■ Problem to work on: Copy the material from its beginning through the line containing "8,78,56,101", inclusive, swapping "endpoint" for "service" wherever it occurs and leaving everything else unchanged.

Some records:
=======

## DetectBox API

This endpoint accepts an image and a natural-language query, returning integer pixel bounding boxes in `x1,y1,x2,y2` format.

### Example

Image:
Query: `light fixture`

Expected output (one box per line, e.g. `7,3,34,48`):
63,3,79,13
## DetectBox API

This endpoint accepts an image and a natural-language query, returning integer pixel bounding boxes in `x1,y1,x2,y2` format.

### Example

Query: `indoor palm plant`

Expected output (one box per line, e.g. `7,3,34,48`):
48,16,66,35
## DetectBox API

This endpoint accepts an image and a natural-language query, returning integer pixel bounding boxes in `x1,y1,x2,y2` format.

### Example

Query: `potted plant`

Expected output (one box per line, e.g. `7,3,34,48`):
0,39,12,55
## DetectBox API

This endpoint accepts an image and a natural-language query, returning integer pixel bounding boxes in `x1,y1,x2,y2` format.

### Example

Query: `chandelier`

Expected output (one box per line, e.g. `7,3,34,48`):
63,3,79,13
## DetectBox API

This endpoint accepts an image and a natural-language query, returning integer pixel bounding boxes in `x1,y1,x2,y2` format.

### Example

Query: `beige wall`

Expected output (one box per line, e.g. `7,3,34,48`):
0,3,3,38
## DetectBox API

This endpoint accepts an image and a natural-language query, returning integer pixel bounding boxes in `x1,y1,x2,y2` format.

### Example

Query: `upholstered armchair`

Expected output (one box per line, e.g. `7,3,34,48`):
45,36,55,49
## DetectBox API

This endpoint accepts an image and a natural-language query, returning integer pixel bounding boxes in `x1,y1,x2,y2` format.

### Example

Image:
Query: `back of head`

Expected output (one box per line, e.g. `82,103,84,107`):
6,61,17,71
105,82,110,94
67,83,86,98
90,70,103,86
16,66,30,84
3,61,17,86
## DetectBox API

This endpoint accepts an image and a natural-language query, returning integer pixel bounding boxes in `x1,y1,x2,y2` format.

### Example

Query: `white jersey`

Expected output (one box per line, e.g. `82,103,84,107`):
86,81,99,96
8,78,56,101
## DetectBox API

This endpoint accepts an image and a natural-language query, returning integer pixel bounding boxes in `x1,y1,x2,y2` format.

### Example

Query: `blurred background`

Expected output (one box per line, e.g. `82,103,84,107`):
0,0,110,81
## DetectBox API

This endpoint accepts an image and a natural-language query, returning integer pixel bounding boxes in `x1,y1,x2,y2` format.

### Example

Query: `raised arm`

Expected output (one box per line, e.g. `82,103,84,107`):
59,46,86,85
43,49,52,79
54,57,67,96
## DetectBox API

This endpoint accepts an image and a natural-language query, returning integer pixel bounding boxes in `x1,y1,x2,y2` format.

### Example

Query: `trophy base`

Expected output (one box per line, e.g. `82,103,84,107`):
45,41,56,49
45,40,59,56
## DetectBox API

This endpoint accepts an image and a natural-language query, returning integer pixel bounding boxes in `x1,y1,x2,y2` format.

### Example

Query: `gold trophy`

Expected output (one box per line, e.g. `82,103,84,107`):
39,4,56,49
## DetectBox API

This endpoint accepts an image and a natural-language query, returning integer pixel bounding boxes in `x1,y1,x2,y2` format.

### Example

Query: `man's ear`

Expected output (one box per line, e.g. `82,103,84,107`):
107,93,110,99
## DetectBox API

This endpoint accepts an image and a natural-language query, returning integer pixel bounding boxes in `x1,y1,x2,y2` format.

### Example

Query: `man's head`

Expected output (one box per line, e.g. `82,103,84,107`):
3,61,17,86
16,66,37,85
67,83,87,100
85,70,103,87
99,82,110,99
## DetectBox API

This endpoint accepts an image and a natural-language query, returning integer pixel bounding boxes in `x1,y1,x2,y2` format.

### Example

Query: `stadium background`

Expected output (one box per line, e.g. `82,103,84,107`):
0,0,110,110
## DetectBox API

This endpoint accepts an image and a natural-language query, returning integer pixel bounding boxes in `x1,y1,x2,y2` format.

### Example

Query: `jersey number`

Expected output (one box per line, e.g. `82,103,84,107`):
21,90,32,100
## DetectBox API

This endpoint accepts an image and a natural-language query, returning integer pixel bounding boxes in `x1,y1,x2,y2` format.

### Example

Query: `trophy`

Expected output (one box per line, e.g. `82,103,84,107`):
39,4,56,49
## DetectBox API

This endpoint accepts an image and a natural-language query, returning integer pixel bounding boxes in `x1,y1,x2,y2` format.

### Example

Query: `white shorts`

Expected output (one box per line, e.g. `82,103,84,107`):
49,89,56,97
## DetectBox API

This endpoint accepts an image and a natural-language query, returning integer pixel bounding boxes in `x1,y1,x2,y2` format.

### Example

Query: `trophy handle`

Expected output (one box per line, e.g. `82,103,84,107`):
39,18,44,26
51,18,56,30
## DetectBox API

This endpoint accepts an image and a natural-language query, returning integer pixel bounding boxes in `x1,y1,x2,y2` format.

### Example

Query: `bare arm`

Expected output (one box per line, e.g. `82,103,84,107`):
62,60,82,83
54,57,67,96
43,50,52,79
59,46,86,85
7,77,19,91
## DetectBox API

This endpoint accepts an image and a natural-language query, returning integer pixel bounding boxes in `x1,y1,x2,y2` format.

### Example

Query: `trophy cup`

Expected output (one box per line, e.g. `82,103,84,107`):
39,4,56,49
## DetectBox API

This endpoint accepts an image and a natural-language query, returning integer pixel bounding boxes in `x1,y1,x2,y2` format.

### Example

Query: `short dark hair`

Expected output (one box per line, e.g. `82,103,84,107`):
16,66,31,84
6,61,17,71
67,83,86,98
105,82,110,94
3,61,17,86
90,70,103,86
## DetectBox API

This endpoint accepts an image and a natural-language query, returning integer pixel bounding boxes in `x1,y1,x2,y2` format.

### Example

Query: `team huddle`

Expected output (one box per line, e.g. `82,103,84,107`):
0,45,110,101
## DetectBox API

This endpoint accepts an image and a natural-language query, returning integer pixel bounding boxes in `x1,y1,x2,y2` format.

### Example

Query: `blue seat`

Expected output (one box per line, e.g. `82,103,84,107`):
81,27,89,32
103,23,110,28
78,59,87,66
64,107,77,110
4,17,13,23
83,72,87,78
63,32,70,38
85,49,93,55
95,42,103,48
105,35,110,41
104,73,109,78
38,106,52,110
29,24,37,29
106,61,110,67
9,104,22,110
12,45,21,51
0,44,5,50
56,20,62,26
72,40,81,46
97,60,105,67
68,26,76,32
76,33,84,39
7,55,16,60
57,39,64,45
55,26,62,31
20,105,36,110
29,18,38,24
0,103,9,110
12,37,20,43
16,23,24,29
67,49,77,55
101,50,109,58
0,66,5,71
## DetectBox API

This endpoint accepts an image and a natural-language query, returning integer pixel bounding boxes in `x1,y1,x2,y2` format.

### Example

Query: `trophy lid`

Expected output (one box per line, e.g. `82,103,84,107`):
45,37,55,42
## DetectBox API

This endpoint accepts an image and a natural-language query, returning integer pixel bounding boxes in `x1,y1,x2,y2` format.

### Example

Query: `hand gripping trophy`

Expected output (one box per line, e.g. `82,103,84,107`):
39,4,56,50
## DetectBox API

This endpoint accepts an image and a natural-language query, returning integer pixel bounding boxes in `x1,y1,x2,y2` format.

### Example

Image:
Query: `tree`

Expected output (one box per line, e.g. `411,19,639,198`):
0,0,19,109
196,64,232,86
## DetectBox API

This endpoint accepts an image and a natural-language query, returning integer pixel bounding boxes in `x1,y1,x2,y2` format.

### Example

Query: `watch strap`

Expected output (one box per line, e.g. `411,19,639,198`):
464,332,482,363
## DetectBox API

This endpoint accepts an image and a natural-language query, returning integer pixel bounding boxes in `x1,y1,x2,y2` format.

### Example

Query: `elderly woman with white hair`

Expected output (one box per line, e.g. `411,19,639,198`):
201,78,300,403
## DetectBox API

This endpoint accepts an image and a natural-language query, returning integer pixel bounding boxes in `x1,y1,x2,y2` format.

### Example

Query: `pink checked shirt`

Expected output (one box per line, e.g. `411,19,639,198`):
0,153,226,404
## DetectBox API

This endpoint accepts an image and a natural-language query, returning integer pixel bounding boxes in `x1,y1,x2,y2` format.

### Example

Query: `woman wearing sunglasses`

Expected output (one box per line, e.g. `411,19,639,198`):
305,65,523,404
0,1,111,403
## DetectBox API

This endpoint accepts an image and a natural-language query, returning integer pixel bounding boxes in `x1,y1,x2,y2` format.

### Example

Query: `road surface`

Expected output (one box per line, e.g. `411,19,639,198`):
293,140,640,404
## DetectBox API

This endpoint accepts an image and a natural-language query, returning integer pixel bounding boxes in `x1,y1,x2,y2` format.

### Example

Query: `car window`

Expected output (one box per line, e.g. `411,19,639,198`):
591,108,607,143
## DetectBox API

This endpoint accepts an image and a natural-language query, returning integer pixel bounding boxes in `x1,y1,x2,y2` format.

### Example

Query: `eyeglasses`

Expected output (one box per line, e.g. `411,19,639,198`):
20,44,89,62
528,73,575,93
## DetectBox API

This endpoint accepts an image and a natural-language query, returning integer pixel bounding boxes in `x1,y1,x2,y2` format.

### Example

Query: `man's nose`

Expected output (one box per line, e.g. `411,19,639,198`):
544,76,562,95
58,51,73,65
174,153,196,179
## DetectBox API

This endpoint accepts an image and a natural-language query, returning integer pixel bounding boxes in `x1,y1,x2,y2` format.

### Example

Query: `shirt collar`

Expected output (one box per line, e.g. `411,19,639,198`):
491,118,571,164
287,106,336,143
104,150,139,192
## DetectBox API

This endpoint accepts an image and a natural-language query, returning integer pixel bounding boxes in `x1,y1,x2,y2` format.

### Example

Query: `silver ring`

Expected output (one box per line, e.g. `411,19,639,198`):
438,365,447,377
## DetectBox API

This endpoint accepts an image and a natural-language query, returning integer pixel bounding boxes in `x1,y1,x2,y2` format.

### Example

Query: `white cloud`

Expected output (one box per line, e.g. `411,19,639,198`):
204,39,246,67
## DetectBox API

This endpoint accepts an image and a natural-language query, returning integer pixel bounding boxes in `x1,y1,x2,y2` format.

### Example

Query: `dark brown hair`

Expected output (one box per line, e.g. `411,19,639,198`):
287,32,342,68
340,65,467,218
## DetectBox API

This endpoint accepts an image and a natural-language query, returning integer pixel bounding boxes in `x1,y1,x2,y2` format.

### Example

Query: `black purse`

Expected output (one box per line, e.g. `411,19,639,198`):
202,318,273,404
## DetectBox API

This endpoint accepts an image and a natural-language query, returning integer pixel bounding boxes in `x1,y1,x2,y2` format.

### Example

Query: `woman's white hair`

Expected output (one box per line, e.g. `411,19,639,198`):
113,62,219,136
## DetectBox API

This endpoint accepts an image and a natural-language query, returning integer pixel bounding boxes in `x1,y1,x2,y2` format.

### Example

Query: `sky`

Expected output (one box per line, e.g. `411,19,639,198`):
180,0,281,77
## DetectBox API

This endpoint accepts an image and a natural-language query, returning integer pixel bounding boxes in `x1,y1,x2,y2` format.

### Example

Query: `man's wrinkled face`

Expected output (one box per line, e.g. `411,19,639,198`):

=======

■ Result of this exercise:
## DetectBox API

This service accepts an image and a natural-language query, returning integer pixel bounding boxes in `x1,y1,x2,y2` format.

### Example

Image:
Query: `light fixture`

Expected output (one box per line, e.g. `7,3,34,48`):
63,3,79,13
## DetectBox API

This service accepts an image and a natural-language query, returning integer pixel bounding boxes in `x1,y1,x2,y2` format.

### Example

Query: `indoor palm plant`

Expected output (one box per line, e.g. `7,3,34,48`):
48,16,66,35
## DetectBox API

This service accepts an image and a natural-language query, returning integer pixel bounding boxes in `x1,y1,x2,y2` format.

### Example

Query: `potted plant`

Expected output (one box per line, e.g. `7,3,34,48`):
0,39,12,55
## DetectBox API

This service accepts an image and a natural-language query, returning integer pixel bounding boxes in `x1,y1,x2,y2` format.

### Example

Query: `chandelier`

Expected output (one box per line, e.g. `7,3,34,48`):
63,3,79,13
## DetectBox API

This service accepts an image and a natural-language query, returning integer pixel bounding boxes in `x1,y1,x2,y2` format.

### Example

Query: `beige wall`

Expected output (one box per line, e.g. `7,3,34,48`):
0,3,3,38
## DetectBox API

This service accepts an image and a natural-language query, returning integer pixel bounding boxes in `x1,y1,x2,y2` format.

### Example

Query: `upholstered armchair`

Expected output (one box per line, e.g. `7,3,34,48`):
45,36,55,49
## DetectBox API

This service accepts an image and a natural-language query, returning integer pixel bounding boxes in `x1,y1,x2,y2` format.

### Example

Image:
Query: `back of head`

Expected output (one box per line, e.g. `82,103,84,107`):
6,61,17,71
105,82,110,94
67,83,86,98
90,70,103,86
16,66,30,84
3,61,17,86
## DetectBox API

This service accepts an image and a natural-language query, returning integer pixel bounding boxes in `x1,y1,x2,y2` format.

### Example

Query: `white jersey`

Expected output (one box per line, e.g. `82,103,84,107`):
86,81,99,96
8,78,56,101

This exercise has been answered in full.